- PROVIDED INFORMATION:
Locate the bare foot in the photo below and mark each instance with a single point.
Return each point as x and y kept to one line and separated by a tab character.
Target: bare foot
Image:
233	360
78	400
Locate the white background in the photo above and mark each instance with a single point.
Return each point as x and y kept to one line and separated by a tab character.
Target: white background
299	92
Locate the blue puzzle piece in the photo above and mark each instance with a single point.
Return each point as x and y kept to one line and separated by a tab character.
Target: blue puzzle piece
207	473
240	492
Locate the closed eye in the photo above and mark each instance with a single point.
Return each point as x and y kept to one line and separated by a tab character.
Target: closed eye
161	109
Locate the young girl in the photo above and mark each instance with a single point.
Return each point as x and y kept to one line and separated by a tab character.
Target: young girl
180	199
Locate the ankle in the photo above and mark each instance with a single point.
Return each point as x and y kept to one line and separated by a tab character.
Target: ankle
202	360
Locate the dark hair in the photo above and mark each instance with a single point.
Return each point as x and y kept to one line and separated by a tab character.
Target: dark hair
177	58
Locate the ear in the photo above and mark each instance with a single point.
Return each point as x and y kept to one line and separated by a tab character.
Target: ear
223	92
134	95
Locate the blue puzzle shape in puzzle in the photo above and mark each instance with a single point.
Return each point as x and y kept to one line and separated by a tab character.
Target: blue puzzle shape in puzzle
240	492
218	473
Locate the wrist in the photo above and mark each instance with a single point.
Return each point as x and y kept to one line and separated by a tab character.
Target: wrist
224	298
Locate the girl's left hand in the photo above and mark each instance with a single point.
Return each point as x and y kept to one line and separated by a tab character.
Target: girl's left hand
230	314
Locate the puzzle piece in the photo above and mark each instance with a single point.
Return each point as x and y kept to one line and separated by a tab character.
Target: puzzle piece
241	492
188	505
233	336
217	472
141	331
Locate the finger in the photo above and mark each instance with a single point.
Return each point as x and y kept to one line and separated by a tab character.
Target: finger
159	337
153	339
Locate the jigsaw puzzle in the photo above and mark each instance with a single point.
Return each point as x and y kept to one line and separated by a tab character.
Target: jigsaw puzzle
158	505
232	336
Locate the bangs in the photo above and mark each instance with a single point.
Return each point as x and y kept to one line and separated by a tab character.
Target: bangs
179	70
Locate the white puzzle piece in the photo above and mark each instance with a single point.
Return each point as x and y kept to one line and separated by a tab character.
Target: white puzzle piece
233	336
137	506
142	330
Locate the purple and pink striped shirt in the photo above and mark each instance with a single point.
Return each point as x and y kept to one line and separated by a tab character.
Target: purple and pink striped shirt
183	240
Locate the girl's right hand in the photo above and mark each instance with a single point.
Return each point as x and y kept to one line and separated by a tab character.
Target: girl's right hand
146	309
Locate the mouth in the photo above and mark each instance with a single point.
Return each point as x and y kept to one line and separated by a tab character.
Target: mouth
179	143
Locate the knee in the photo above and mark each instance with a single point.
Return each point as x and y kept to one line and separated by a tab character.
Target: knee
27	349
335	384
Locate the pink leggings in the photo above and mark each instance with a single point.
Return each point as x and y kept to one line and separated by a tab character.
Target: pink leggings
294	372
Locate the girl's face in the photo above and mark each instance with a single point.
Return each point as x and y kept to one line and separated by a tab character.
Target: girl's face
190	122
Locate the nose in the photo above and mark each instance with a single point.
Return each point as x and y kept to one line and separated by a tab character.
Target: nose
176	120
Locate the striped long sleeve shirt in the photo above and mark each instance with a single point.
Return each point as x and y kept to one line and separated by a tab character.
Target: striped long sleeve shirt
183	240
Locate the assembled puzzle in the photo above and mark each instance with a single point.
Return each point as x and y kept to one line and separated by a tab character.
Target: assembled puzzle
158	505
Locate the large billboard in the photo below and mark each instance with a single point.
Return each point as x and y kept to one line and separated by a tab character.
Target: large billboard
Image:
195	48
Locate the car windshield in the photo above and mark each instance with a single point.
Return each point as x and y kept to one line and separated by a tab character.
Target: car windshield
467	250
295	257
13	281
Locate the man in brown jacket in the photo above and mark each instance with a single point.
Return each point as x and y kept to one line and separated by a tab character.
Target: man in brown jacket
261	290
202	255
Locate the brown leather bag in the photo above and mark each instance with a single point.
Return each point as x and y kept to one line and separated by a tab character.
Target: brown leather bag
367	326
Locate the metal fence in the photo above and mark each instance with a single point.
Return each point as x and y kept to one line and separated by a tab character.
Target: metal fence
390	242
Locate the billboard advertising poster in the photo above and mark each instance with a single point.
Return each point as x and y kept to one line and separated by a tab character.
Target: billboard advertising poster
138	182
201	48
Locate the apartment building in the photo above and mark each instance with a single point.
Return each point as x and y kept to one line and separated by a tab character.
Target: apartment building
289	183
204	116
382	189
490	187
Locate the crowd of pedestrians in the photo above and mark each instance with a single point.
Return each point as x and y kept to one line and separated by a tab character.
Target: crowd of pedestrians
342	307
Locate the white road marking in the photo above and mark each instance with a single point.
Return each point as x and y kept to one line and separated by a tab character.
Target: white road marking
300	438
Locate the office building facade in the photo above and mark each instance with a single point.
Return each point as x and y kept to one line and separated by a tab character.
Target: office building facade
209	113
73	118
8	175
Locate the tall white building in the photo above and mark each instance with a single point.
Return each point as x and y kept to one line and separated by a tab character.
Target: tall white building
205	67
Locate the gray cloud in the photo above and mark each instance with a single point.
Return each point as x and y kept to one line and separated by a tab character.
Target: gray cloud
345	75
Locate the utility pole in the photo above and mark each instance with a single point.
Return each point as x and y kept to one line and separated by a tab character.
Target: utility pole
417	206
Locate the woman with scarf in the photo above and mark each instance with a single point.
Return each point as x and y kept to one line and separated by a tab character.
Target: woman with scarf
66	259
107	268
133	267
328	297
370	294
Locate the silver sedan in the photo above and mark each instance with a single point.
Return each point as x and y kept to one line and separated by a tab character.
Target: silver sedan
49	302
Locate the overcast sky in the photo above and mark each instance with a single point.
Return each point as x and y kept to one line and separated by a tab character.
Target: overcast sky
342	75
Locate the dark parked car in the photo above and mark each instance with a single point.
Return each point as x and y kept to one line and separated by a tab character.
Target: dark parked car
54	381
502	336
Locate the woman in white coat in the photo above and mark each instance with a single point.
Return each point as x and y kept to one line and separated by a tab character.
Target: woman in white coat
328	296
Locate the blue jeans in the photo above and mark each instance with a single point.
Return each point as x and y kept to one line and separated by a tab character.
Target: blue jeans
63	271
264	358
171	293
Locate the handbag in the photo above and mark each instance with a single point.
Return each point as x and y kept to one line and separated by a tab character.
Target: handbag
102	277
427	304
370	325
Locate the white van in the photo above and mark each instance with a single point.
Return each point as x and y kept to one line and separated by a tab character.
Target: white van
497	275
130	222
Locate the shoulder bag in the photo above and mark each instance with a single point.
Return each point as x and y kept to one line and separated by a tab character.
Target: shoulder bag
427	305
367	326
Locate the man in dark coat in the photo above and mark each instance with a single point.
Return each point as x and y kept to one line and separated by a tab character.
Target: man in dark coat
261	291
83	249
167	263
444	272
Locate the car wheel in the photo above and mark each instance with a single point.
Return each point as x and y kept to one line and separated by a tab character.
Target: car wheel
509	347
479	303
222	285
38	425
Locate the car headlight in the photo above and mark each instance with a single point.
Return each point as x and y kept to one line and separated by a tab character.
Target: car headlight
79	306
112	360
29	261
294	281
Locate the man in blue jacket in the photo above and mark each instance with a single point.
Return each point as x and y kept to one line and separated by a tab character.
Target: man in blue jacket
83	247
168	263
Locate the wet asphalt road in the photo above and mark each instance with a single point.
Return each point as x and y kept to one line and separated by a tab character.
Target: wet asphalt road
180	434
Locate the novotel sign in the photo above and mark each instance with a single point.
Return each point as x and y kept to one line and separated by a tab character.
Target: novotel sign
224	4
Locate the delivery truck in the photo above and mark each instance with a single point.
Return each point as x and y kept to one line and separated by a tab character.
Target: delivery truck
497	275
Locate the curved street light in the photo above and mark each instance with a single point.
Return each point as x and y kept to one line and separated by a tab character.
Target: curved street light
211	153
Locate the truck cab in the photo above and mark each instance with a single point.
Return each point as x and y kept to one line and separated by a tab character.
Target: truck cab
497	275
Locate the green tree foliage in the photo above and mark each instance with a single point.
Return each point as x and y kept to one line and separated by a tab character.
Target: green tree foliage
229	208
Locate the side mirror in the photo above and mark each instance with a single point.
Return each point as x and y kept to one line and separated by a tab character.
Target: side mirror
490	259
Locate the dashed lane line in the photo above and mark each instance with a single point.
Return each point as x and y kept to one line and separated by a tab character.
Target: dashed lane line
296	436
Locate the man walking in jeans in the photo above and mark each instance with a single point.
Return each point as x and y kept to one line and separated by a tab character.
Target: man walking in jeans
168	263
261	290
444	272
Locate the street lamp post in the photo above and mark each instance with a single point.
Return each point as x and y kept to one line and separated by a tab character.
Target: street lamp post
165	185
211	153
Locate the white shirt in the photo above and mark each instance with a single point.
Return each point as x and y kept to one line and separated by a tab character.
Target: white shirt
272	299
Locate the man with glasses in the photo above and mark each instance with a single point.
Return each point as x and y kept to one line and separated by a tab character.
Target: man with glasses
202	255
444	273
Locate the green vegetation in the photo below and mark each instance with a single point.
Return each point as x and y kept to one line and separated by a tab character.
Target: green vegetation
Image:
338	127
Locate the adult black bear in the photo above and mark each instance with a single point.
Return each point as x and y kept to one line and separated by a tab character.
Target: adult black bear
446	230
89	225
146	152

- STATED GOAL: Nothing outside the span should appear: transcribe the lines from the one containing "Locate the truck" through the last line of the records.

- ANSWER FOR THE TASK:
Locate the truck cab in the photo above and mark each instance with a single point.
Return each point as x and y kept to one line and separated by a tab character.
Target: truck cab
497	275
Locate the green tree foliage in the photo above and mark each instance with a single point.
Return each point as x and y kept to one line and separated by a tab character.
Target: green tree foliage
229	208
Locate the side mirror in the photo above and mark each instance with a single point.
Return each point as x and y kept to one line and separated by a tab character.
Target: side mirror
490	259
Locate the dashed lane line in the photo above and mark each instance with a single point.
Return each point as x and y kept to one line and separated by a tab character.
Target: dashed lane line
296	436
Locate the man walking in jeans in the photo above and mark each instance with a single point.
Return each point as x and y kept to one line and separated by a tab character.
Target: man walking in jeans
168	263
261	290
444	272
Locate the street lamp post in the photo above and mark each instance with a single point.
Return each point as x and y kept to one line and separated by a tab character.
Target: street lamp post
165	185
211	153
Locate the white shirt in the photo above and mark each instance with a single point.
Return each point as x and y kept to one line and separated by a tab character.
Target: white shirt
272	299
Locate the man with glasses in the photo above and mark each instance with a single point.
Return each point as x and y kept to one line and separated by a tab character.
Target: man with glasses
202	255
444	273
Locate the green vegetation in the photo below and mark each instance with a single point.
Return each point as x and y kept to one line and separated by a tab character.
Target: green vegetation
Image:
338	127
Locate the adult black bear in the photo above and mark each instance with a single point.
Return each point as x and y kept to one line and separated by a tab character.
Target: adult black bear
446	230
89	225
146	152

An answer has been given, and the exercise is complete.